• Your task: A verbatim copy of the line containing "Would you be able to locate the water" and all lines after it, up to and including the final line of the records, is the only acceptable output.

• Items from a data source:
== Segment start ==

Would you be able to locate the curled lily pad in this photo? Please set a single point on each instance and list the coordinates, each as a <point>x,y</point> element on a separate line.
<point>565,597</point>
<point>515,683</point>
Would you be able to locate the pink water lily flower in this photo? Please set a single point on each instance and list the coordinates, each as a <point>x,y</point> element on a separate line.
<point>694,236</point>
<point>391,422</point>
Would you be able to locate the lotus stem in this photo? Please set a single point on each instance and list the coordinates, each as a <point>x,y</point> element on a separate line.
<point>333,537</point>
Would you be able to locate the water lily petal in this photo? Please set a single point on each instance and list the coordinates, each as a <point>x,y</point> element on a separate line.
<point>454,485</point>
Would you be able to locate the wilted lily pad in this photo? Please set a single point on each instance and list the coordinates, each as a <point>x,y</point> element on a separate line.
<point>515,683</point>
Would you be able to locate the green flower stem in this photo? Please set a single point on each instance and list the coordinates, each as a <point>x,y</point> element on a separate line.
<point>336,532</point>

== Segment end ==

• Finished task:
Would you be able to locate the water lily petal in this photo? Please set a single point on each instance and list the coordinates, each as a <point>x,y</point> element on a separate line.
<point>454,485</point>
Would you be able to locate the wilted lily pad in this photo? Please set a single point on each instance and list the coordinates, each as a <point>x,y</point> element on a separate line.
<point>515,683</point>
Would you be able to locate the green flower stem in this photo? Please set a single point on each instance and list the coordinates, each as a <point>x,y</point> element on a separate line.
<point>336,532</point>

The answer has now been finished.